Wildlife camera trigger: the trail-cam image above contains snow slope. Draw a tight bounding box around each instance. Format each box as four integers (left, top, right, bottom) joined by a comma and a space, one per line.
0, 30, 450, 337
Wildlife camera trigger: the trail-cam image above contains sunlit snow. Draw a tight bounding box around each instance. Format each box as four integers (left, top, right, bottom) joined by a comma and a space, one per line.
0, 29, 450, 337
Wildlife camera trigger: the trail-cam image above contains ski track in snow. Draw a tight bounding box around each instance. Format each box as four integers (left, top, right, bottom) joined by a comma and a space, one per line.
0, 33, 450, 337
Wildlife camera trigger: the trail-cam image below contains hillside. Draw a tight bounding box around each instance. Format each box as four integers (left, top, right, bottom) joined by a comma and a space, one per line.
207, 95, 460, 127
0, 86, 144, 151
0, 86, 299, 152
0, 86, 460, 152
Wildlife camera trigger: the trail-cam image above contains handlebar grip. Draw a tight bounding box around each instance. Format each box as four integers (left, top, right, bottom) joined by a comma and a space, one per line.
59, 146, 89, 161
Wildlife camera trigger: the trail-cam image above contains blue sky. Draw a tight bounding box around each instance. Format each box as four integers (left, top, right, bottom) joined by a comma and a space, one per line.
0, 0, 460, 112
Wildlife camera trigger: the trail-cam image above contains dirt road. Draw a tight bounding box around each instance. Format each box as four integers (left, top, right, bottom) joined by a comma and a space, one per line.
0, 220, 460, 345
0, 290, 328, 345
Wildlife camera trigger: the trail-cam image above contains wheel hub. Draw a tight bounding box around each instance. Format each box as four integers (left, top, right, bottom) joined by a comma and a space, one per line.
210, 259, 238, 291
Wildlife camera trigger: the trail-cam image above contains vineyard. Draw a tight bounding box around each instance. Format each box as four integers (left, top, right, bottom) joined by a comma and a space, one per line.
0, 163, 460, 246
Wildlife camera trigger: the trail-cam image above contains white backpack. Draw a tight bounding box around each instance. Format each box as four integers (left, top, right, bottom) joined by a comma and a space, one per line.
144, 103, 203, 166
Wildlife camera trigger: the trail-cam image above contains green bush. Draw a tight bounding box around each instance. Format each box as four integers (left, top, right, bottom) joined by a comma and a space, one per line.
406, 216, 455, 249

|---|

**Do this:**
Retype the records above exactly.

**Result of this exercise:**
Wildlife camera trigger: the trail-cam image above contains snow slope. Draw a tight bounding box around each instance. Format each box as four integers (left, top, right, bottom) joined by a comma and a space, one per line.
0, 30, 450, 337
Wildlife camera trigger: the trail-cam image above contains sunlit snow. Draw a tight bounding box around each instance. Format each box as four integers (left, top, right, bottom) joined by a comma and a space, one per line.
0, 29, 450, 337
Wildlife camera trigger: the trail-cam image above contains ski track in snow. Draw a tight bounding box around each instance. Format each box as four integers (left, top, right, bottom) joined by a comma and a space, one per line.
0, 33, 450, 337
Wildlife camera trigger: the trail-cam image below contains hillside. Draw a tight bounding box around each instance. Format each box as four integers (left, top, right, bottom) joined by a comma and a space, one per line.
207, 95, 460, 127
0, 86, 144, 151
0, 86, 299, 152
0, 86, 460, 152
Wildlife camera trigger: the trail-cam image above contains handlebar grip. Draw a tight bounding box around each instance. Format each box as four integers (left, top, right, bottom) joined by a comma and a space, one per line.
59, 146, 89, 161
Wildlife camera trigger: the trail-cam image above contains blue sky. Draw a tight bounding box around each instance. Format each box as four integers (left, top, right, bottom) joined by a comma and a space, one per line.
0, 0, 460, 112
Wildlife camera trigger: the trail-cam image above contains dirt road. Draw a tight bounding box around each instance. Format each box as four integers (left, top, right, bottom) joined by a comma and a space, one per line.
0, 220, 460, 345
0, 290, 328, 345
Wildlife camera trigger: the trail-cam image above contains wheel hub. Draw a tight bounding box around each instance. Format each box as four integers (left, top, right, bottom) joined by a comma and a space, one per line.
210, 259, 238, 291
Wildlife camera trigger: the trail-cam image above contains vineyard. Draw a tight bounding box around each instance. Format each box as four integers (left, top, right, bottom) joined by a comma and a space, one per line.
0, 163, 460, 246
Wildlife camera trigger: the trail-cam image above contains white backpack. Draw a tight bounding box around each instance. Format each box as four integers (left, top, right, bottom) joined by a comma and a space, one per line.
144, 103, 203, 166
Wildlife camera trigger: the trail-cam image above contains green bush. Draw a tight bounding box around each instance. Format each box as four integers (left, top, right, bottom) joined by a comma and a space, one per line.
406, 216, 455, 249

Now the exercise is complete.